## TASK PROMPT
Locate every line in the data below that contains the string "wall" and copy each of those lines in full. The match is case-sensitive.

::: RECORDS SHOWN

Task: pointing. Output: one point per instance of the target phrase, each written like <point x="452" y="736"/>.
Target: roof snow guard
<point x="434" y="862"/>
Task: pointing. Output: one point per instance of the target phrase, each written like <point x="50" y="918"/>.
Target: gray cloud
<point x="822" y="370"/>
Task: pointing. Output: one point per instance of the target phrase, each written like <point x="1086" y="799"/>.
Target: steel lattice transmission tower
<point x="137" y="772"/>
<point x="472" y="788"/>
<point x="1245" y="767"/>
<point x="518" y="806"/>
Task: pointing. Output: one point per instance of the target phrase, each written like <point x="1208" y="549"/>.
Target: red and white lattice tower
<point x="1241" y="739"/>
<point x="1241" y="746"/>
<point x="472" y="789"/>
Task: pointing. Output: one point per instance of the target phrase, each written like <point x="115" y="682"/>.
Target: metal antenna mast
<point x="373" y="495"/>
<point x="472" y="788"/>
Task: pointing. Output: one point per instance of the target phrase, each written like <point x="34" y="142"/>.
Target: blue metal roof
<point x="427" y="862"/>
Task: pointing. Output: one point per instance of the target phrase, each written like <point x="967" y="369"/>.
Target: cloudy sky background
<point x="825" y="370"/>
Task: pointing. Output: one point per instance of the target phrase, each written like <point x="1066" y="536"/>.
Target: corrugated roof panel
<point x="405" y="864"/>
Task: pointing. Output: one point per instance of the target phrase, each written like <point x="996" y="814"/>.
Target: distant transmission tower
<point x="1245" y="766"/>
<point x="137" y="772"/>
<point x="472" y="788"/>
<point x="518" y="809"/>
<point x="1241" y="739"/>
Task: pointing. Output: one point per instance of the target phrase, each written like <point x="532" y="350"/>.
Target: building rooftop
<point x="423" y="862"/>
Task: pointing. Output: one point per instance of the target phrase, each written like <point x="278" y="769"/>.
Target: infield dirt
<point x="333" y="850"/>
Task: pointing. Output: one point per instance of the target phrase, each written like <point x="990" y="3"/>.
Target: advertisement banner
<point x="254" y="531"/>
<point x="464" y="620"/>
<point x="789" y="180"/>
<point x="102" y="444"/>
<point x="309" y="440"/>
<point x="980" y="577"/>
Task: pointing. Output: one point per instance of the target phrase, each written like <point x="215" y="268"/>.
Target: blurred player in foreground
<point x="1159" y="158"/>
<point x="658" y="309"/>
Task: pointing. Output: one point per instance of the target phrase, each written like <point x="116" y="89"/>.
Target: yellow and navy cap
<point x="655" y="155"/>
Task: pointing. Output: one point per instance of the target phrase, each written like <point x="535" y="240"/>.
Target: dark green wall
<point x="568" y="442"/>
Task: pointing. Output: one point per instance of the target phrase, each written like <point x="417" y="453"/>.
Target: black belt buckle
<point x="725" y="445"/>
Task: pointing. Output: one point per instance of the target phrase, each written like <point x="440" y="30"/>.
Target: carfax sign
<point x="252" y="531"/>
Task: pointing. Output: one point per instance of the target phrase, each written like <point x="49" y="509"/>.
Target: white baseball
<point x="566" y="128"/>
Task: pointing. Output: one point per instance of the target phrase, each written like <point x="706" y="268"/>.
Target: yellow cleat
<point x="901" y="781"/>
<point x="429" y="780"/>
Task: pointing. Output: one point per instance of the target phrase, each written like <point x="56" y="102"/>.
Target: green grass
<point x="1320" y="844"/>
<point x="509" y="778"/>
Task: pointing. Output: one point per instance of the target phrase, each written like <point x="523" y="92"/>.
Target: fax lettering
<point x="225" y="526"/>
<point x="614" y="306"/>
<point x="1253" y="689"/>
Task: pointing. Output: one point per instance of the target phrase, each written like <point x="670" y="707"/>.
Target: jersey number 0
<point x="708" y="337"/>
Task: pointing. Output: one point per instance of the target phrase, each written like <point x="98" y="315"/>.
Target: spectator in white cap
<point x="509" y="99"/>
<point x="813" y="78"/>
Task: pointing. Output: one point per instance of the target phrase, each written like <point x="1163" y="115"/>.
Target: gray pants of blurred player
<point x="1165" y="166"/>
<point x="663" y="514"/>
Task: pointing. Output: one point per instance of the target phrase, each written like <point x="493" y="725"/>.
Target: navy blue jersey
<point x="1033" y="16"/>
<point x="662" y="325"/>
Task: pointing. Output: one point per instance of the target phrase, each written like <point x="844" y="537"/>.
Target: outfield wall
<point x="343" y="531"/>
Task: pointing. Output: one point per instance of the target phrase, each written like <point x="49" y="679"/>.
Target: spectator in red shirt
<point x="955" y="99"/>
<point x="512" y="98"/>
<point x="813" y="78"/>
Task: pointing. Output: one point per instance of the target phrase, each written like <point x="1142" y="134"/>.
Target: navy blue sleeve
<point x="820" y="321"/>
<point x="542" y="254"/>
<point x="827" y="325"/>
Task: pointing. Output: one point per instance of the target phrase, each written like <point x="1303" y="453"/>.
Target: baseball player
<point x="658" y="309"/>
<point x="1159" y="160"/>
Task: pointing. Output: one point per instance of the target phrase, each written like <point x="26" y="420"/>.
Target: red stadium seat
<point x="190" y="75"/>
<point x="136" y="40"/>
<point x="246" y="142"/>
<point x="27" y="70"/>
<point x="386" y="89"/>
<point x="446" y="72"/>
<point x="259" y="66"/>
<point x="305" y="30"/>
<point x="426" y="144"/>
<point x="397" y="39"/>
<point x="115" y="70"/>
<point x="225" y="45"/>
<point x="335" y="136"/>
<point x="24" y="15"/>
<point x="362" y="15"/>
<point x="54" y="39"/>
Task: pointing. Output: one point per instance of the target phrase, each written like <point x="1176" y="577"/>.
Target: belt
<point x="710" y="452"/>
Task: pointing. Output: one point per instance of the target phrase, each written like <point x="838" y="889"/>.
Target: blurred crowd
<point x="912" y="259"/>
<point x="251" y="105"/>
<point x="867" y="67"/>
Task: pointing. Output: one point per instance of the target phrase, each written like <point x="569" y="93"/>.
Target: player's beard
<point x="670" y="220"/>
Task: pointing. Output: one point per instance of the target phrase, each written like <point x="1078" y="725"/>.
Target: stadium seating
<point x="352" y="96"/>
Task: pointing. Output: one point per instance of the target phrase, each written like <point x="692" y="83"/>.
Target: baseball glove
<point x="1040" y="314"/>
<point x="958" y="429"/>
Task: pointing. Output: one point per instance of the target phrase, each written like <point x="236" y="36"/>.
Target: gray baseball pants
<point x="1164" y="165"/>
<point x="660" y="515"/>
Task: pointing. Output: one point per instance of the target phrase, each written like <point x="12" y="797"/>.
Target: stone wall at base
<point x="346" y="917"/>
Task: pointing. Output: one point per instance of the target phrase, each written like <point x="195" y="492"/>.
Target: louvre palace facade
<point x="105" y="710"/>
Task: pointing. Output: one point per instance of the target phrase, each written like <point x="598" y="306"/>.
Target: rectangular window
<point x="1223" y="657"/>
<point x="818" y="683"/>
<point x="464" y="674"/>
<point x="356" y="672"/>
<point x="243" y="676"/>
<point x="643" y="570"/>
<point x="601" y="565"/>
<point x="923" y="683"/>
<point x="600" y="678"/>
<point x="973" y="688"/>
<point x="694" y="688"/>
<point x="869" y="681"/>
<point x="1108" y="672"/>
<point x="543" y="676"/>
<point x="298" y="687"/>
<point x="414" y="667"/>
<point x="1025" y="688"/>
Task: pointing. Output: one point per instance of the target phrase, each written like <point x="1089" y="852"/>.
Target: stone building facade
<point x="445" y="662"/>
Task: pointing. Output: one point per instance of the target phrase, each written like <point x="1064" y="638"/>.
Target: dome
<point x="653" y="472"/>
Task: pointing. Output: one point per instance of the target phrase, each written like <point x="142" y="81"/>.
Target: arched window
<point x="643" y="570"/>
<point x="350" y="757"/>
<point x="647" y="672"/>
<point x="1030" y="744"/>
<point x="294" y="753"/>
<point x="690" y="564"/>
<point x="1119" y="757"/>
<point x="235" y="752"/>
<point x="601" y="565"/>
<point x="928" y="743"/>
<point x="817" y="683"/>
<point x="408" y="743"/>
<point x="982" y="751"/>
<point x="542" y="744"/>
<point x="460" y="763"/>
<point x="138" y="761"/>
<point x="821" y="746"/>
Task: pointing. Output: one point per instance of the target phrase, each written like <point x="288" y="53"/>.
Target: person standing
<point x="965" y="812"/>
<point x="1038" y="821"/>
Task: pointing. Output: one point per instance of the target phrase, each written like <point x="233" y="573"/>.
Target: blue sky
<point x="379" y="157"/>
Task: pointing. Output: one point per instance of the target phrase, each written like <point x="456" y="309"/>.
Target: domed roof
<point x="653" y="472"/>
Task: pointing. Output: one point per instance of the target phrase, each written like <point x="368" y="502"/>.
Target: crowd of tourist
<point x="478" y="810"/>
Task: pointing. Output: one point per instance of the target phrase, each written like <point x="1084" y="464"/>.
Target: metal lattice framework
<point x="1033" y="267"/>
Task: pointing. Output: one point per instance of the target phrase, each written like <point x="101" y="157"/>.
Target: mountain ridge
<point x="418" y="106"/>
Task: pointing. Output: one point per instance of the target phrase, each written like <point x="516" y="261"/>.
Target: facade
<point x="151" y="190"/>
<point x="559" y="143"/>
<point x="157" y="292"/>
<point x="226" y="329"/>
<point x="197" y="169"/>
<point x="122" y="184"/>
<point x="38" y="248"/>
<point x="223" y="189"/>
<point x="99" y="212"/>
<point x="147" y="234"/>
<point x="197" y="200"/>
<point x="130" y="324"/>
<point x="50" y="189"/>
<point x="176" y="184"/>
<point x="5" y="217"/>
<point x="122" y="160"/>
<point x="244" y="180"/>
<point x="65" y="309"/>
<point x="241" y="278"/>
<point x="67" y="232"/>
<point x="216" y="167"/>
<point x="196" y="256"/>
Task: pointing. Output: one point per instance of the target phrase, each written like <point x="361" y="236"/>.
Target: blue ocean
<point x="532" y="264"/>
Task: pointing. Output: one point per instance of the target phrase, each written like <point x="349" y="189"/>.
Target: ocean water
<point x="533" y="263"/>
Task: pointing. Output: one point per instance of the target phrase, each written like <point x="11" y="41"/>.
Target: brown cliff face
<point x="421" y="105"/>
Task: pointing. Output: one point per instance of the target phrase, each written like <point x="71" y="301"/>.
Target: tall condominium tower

::::::

## THE OUTPUT
Target: dark green wall
Target: outfield wall
Target: stone wall at base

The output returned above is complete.